Written problem:
Could you extract the passage from the 1957 Langston Lions football article, starting at "- Conference: Southwestern" and ending at "in the SWAC.", copying it word for word?

Selected extract:
--
- Conference: Southwestern Athletic Conference
- Record: 0–9 (0–6 SWAC)
- Head coach: Caesar Felton Gayles (28th season);
- Home stadium: Anderson Field

= 1957 Langston Lions football team =

American college football season

The 1957 Langston Lions football team represented Langston University as a member of the Southwestern Athletic Conference (SWAC) during the 1957 college football season. Led by 28th-year head coach Caesar Felton Gayles, the Lions compiled an overall record of 0–9, with a conference record of 0–6, and finished seventh in the SWAC.

After the 1957 season, Langston withdrew from the SWAC. For the 1958 season, Langston joined the previously-segregated Oklahoma Collegiate Conference.
--
Data lines:
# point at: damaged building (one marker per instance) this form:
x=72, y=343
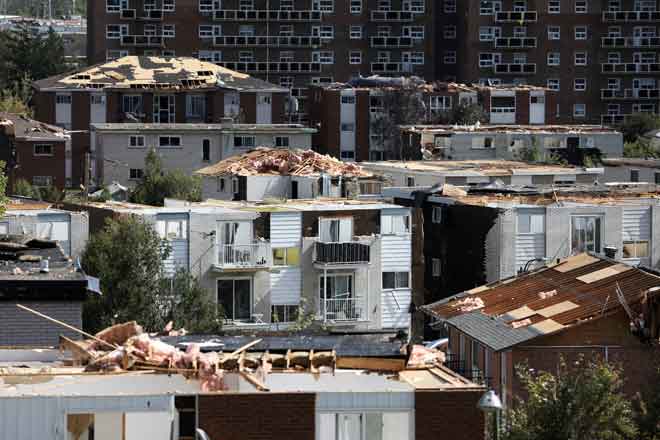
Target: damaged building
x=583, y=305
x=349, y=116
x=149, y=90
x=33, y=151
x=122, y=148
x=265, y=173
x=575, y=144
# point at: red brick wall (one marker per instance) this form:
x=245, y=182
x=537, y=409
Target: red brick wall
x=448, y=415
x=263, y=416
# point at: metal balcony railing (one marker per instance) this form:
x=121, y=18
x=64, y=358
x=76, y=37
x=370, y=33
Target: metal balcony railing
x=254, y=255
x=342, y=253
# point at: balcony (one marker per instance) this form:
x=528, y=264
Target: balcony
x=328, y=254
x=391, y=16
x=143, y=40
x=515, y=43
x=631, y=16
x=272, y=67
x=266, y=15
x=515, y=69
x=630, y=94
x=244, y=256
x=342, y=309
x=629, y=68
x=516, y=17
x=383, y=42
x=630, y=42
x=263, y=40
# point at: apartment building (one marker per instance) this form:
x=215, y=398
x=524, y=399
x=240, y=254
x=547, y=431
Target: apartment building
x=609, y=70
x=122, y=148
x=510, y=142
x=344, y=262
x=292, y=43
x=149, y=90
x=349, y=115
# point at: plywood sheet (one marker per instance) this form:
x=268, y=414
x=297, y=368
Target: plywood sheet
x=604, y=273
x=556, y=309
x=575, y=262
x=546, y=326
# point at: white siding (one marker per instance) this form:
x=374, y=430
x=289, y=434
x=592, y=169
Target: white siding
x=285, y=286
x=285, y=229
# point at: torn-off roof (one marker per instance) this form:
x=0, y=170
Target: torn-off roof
--
In response:
- Conference: Southwestern Athletic Conference
- Record: 0–9 (0–6 SWAC)
- Head coach: Caesar Felton Gayles (28th season);
- Home stadium: Anderson Field

= 1957 Langston Lions football team =

American college football season

The 1957 Langston Lions football team represented Langston University as a member of the Southwestern Athletic Conference (SWAC) during the 1957 college football season. Led by 28th-year head coach Caesar Felton Gayles, the Lions compiled an overall record of 0–9, with a conference record of 0–6, and finished seventh in the SWAC.